__TASK ITEM__
Output every line of the listing as it stands.

__INPUT__
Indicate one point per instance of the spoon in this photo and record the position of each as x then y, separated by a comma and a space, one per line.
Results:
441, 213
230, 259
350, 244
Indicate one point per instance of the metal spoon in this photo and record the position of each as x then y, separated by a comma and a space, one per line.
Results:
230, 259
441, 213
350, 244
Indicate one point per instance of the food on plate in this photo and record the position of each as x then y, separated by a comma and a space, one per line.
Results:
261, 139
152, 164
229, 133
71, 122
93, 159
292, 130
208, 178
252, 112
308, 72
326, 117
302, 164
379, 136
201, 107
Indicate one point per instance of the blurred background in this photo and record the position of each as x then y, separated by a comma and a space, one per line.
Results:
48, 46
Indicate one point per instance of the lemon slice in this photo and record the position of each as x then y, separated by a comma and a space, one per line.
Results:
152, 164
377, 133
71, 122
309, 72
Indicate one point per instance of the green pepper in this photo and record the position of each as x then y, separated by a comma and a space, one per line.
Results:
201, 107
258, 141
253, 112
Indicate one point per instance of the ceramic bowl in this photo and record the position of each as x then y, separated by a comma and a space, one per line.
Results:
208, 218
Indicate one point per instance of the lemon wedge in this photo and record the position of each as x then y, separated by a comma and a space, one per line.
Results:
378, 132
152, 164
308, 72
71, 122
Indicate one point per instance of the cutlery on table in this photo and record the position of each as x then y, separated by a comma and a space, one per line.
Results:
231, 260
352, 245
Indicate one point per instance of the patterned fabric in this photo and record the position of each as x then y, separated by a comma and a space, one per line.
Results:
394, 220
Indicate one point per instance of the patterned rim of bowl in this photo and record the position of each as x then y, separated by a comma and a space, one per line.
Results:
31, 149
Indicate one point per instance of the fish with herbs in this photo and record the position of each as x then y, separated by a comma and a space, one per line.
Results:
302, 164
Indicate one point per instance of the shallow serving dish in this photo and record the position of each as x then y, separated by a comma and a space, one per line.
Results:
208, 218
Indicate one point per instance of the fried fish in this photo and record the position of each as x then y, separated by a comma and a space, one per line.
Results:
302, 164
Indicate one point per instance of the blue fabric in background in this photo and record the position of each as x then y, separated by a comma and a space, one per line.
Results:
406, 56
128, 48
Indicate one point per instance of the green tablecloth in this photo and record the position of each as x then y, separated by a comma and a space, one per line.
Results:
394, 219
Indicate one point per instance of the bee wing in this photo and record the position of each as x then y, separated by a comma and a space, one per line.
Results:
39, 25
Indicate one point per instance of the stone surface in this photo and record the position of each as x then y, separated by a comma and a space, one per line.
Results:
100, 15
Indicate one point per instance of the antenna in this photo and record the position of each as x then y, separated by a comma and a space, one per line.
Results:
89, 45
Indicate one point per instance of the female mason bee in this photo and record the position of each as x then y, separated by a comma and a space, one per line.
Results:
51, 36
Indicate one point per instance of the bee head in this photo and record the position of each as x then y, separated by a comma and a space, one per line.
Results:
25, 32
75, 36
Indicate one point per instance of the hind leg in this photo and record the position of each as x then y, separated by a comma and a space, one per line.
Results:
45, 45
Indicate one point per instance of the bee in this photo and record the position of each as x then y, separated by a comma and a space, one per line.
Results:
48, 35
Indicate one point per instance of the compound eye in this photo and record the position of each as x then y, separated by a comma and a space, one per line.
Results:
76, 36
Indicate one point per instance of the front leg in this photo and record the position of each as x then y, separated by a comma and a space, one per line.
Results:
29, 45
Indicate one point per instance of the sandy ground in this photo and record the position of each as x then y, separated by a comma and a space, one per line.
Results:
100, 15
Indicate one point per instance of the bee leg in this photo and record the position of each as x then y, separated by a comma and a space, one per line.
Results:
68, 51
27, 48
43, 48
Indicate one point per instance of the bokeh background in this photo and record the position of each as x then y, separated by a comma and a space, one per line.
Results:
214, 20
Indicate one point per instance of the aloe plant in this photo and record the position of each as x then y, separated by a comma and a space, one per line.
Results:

__WRITTEN RESPONSE__
Indicate one point per instance of the spoon in this photo and record the position of each as x then y, separated by a comma and a space, one per line.
Results:
441, 213
230, 259
350, 244
Indicate one point per instance of the metal spoon in this photo and record the position of each as x then y, separated by a comma and a space, one per line.
Results:
230, 259
441, 213
350, 244
Indicate one point per instance of the food on plate in this photo and record the position of each as x then y, separated by a comma and a space, one per line.
Results:
261, 139
152, 164
229, 133
71, 122
93, 159
292, 130
208, 178
252, 112
308, 72
326, 117
302, 164
379, 136
201, 107
Indicate one point per instance of the blurred background in this photo and record the position of each as x then y, separated by a comma and a space, one per line.
Results:
48, 46
Indicate one point per instance of the lemon slice in this photo and record the position of each as x then y, separated by a comma and a space, one per line.
Results:
152, 164
377, 133
71, 122
309, 72
Indicate one point per instance of the green pepper in this photo and record the position of each as x then y, separated by a comma and a space, one per line.
Results:
201, 107
258, 141
253, 112
Indicate one point per instance of the ceramic bowl in this photo and record the position of each as x then y, separated by a comma and a space, one per line.
Results:
208, 218
Indicate one point per instance of the lemon wedge in this photo and record the position of each as x then y, separated by a comma and a space, one per line.
Results:
378, 132
152, 164
308, 72
71, 122
Indicate one point per instance of the cutlery on table in this photo and record the position of each as x then y, separated by a comma and a space, one per line.
Results:
231, 260
352, 245
Indicate one point per instance of the patterned fabric in this photo and record the position of each as x then y, separated by a comma and a space, one per line.
Results:
394, 220
Indicate one point per instance of the patterned rim of bowl in this photo and record the position of each as x then y, separated by a comma and a space, one per line.
Results:
31, 149
Indicate one point per instance of the fish with herbs in this photo and record the position of each as x then y, separated by a comma and a space, one per line.
Results:
302, 164
Indicate one point per instance of the shallow serving dish in this photo and record the position of each as x then y, separated by a comma and a space, one per line.
Results:
208, 218
Indicate one point per instance of the fried fish in this photo and record the position of each as x then y, separated by a comma and a space, one per line.
Results:
302, 164
Indicate one point per instance of the blue fabric in background in this photo and record the position of each as x then y, separated by a comma and a space, one per line.
Results:
406, 56
128, 48
Indicate one point per instance of the green tablecloth in this photo and record the position of each as x then y, separated by a comma and a space, one per line.
Results:
394, 219
Indicate one point per instance of the bee wing in this photo and record the position of each as x then y, separated by a comma and a space, one per line.
Results:
39, 25
Indicate one point per instance of the stone surface in this photo and record the position of each as x then y, separated by a comma and a space, one per line.
Results:
100, 15
Indicate one point per instance of the antenna in this photo and record the position of each as x then y, separated by a comma and a space, one per line.
Results:
89, 45
Indicate one point per instance of the female mason bee in this photo and record the position of each as x then y, separated by a comma and a space, one per line.
Results:
51, 36
Indicate one point per instance of the bee head in this photo and record the position of each as x then y, separated by a comma and a space, one per line.
Results:
25, 32
75, 36
Indicate one point per instance of the hind leg in this photo and record the position of each as x then y, separated by a comma and a space, one per line.
Results:
45, 45
Indicate one point per instance of the bee in this photo and record the position of each as x then y, separated by a comma and a space, one per line.
Results:
48, 35
Indicate one point per instance of the compound eye in this photo and record the position of each as x then y, separated by a comma and a space, one per line.
Results:
76, 36
Indicate one point per instance of the front leg in this photo and record the position of each as x then y, separated by a comma and a space, one per line.
Results:
29, 45
Indicate one point per instance of the sandy ground in this photo and record the position of each as x then y, separated by a comma and a space, one per line.
Results:
100, 15
Indicate one point per instance of the bee leg in this photo and record the position of each as x then y, separated by a comma and a space, one per line.
Results:
68, 51
27, 48
43, 48
Indicate one point per instance of the bokeh background in this photo and record the position of each as x then y, separated by a comma and a space, one per line.
Results:
214, 20
Indicate one point per instance of the aloe plant in this photo and record the position of each as x then y, separated by a comma and a space, one per line.
Results:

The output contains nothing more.